* **INSTRUCTIONS FOR THE TASK**: Among the records that follow, find each line holding the word "target" and copy it.

AVAILABLE DATA below:

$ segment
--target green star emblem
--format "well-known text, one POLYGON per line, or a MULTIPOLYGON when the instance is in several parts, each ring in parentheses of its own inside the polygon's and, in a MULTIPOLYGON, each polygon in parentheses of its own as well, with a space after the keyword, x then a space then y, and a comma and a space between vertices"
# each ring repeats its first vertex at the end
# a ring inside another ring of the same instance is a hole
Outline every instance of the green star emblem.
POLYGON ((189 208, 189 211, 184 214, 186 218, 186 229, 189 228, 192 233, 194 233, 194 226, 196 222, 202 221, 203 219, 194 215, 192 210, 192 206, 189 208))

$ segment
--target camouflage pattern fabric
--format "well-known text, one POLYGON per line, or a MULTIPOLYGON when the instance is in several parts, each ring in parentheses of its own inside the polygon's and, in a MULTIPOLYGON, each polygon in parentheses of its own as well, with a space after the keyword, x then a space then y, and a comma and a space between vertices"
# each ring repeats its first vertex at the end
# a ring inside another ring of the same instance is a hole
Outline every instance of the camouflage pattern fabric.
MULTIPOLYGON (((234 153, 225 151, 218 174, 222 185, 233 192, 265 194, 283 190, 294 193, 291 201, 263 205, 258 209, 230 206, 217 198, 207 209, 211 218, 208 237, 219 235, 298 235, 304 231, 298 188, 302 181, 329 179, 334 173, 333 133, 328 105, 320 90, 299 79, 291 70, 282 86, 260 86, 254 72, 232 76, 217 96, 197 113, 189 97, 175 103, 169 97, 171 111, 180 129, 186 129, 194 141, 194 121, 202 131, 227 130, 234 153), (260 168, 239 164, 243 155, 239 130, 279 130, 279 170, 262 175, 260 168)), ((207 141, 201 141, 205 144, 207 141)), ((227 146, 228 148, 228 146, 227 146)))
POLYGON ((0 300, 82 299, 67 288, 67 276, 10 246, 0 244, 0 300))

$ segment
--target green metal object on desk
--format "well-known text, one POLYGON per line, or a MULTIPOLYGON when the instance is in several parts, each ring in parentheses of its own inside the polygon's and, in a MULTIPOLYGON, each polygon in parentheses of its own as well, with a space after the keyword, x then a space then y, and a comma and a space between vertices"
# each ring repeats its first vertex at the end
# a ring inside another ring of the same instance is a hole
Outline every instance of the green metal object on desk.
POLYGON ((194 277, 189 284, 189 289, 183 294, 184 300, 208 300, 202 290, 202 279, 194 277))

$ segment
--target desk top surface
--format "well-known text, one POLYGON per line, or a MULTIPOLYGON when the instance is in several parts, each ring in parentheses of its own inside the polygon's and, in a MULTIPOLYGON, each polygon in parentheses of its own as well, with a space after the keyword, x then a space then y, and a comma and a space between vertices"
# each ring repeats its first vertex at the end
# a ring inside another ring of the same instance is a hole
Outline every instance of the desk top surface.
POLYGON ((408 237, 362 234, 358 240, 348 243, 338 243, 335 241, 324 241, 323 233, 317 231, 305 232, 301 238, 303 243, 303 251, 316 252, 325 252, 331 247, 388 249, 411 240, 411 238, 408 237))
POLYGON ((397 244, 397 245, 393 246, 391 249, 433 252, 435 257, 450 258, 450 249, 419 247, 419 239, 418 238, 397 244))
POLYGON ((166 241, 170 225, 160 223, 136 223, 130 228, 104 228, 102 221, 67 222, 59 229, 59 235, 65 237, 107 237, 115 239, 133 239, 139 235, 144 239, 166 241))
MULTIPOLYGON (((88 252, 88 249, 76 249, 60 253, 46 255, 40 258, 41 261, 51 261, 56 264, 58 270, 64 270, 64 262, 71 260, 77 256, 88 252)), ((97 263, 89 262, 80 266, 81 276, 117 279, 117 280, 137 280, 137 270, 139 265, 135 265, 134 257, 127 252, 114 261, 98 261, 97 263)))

End of AVAILABLE DATA.

* **RESPONSE TO THIS TASK**:
--target green star emblem
--target camouflage pattern fabric
--target green metal object on desk
--target desk top surface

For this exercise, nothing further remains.